• [Your goal]: In full and without deviation, write out the entries that follow.

• [Input material]:
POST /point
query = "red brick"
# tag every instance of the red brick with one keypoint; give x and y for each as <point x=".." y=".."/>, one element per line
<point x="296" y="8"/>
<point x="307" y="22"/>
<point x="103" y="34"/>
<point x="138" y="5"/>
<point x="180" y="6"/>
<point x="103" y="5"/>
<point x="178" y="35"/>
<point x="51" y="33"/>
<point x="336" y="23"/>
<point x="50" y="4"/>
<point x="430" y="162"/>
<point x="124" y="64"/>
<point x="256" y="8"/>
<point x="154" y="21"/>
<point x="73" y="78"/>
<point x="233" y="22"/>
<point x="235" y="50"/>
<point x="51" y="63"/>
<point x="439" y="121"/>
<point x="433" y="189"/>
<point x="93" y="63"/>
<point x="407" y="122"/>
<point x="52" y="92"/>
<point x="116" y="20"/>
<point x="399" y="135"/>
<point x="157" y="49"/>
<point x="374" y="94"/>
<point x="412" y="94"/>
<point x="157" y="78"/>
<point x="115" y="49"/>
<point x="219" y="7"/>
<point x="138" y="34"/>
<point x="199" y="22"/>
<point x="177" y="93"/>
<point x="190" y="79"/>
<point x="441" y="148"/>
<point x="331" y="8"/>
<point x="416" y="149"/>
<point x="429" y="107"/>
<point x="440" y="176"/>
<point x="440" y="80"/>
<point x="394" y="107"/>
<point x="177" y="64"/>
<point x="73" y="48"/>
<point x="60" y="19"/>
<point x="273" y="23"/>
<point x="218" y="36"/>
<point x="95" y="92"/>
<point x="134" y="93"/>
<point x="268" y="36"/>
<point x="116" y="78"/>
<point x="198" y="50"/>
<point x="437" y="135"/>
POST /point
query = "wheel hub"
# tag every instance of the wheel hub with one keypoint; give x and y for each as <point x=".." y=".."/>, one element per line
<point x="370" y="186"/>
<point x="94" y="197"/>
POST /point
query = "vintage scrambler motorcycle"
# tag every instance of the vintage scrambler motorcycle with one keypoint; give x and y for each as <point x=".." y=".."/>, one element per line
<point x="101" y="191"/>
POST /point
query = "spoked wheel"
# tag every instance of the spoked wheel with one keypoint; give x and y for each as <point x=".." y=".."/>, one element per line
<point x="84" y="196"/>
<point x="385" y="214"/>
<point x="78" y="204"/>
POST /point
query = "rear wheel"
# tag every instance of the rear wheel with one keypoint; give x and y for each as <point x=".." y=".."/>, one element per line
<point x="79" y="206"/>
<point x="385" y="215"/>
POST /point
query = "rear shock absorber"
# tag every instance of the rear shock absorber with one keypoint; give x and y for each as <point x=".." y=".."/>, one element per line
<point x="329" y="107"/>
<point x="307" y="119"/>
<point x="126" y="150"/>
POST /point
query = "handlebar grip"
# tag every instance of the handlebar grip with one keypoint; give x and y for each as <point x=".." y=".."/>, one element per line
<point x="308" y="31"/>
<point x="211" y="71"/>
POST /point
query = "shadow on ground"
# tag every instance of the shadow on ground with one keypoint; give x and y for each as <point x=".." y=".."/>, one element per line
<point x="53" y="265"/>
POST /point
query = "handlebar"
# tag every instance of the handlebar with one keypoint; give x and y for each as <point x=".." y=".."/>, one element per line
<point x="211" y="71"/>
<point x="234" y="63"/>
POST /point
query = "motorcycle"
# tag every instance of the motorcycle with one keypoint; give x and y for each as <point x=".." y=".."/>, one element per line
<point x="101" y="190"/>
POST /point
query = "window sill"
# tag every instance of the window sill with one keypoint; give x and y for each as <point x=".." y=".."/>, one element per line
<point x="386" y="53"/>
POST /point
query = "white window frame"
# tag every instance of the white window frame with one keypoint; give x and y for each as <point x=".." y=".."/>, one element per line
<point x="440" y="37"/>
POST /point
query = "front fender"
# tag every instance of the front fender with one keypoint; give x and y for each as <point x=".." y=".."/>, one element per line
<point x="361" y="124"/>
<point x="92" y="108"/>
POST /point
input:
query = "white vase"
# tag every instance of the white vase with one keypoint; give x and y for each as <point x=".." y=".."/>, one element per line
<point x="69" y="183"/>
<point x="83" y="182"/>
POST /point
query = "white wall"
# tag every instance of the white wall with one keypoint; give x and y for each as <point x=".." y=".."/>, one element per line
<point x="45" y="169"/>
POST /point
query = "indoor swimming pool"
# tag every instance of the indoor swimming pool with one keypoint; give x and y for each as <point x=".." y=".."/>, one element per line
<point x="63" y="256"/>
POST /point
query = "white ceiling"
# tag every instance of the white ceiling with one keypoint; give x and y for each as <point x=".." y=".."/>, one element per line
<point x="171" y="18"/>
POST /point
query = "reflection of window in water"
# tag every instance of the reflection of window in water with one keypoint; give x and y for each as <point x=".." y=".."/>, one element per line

• [Reply to the task]:
POST /point
query = "red brick"
# tag every instance of the red brick with one keypoint; give x and y for each as <point x=".." y=".."/>, one element per line
<point x="296" y="8"/>
<point x="307" y="22"/>
<point x="103" y="34"/>
<point x="138" y="5"/>
<point x="180" y="6"/>
<point x="103" y="5"/>
<point x="178" y="35"/>
<point x="51" y="33"/>
<point x="336" y="23"/>
<point x="50" y="4"/>
<point x="430" y="162"/>
<point x="124" y="64"/>
<point x="256" y="8"/>
<point x="154" y="21"/>
<point x="73" y="78"/>
<point x="233" y="22"/>
<point x="235" y="50"/>
<point x="51" y="63"/>
<point x="439" y="121"/>
<point x="433" y="189"/>
<point x="93" y="63"/>
<point x="407" y="122"/>
<point x="52" y="92"/>
<point x="116" y="20"/>
<point x="399" y="135"/>
<point x="157" y="49"/>
<point x="374" y="94"/>
<point x="412" y="94"/>
<point x="157" y="78"/>
<point x="115" y="49"/>
<point x="219" y="7"/>
<point x="138" y="34"/>
<point x="199" y="22"/>
<point x="177" y="93"/>
<point x="190" y="79"/>
<point x="441" y="148"/>
<point x="331" y="8"/>
<point x="416" y="149"/>
<point x="429" y="107"/>
<point x="440" y="176"/>
<point x="440" y="80"/>
<point x="394" y="107"/>
<point x="177" y="64"/>
<point x="73" y="48"/>
<point x="60" y="19"/>
<point x="273" y="23"/>
<point x="218" y="36"/>
<point x="95" y="92"/>
<point x="134" y="93"/>
<point x="268" y="36"/>
<point x="116" y="78"/>
<point x="198" y="50"/>
<point x="437" y="135"/>
POST /point
query = "wheel hub"
# tag every instance of the wheel hub with one keypoint; give x and y for each as <point x=".." y=".."/>, one element per line
<point x="370" y="186"/>
<point x="94" y="197"/>
POST /point
query = "vintage scrambler motorcycle"
# tag every instance of the vintage scrambler motorcycle with one keypoint; give x and y for each as <point x=".." y=".."/>, one element per line
<point x="101" y="191"/>
POST /point
query = "spoked wheel"
# tag every instance of the spoked wheel with one keypoint; give x and y for each as <point x=".." y=".."/>, one element per line
<point x="84" y="196"/>
<point x="385" y="214"/>
<point x="78" y="204"/>
POST /point
query = "rear wheel"
# tag every instance of the rear wheel with one keypoint; give x and y for each as <point x=".." y=".."/>, one element per line
<point x="79" y="206"/>
<point x="385" y="215"/>
POST /point
query = "rear shock absorber"
# tag every instance of the rear shock absorber with one keypoint; give x and y for each as <point x=".." y=".."/>, one element per line
<point x="329" y="107"/>
<point x="307" y="119"/>
<point x="126" y="150"/>
POST /point
query = "handlebar grip"
# tag every instance of the handlebar grip with one keypoint; give x and y for each as <point x=".." y=".."/>, one element per line
<point x="308" y="31"/>
<point x="211" y="71"/>
POST /point
query = "shadow on ground"
# tag every instance of the shadow on ground with one keypoint; give x and y for each as <point x=".." y=".."/>, one element per line
<point x="53" y="265"/>
POST /point
query = "handlebar"
# tag every instance of the handlebar with one keypoint; give x and y for each as <point x=".." y=".."/>, one element per line
<point x="211" y="71"/>
<point x="234" y="63"/>
POST /point
query = "motorcycle"
# tag every instance of the motorcycle with one keypoint; give x and y for each as <point x=".." y=".."/>, one element per line
<point x="101" y="190"/>
POST /point
query = "window sill"
# tag every instance of the window sill with one keypoint; give x and y for each as <point x=".." y=".."/>, one element per line
<point x="386" y="53"/>
POST /point
query = "white window frame"
# tag every instance of the white window frame with one keypoint; give x and y for each as <point x=".." y=".."/>, one element per line
<point x="440" y="37"/>
POST /point
query = "front fender"
# tag every instance of the front fender with one keypoint; give x and y for each as <point x=".." y=".."/>, one element per line
<point x="361" y="124"/>
<point x="92" y="108"/>
POST /point
input:
query = "white vase"
# tag every instance of the white vase with one keypoint; give x and y for each as <point x=".." y=".."/>, one element per line
<point x="69" y="183"/>
<point x="83" y="182"/>
POST /point
query = "white wall"
# tag every instance of the white wall with one keypoint; give x and y for each as <point x=".." y=".."/>, one element per line
<point x="45" y="169"/>
POST /point
query = "indoor swimming pool"
# tag every instance of the indoor swimming pool with one keypoint; give x and y for each as <point x=".." y=".."/>, one element per line
<point x="63" y="256"/>
POST /point
query = "white ceiling"
# tag every instance of the white ceiling with one keypoint; give x and y for each as <point x=".." y=".."/>, one element per line
<point x="171" y="18"/>
POST /point
query = "reflection of window in water"
# tag every instance of the reflection of window in water with one keypoint; give x and y for each as <point x=".." y=".."/>, one element per line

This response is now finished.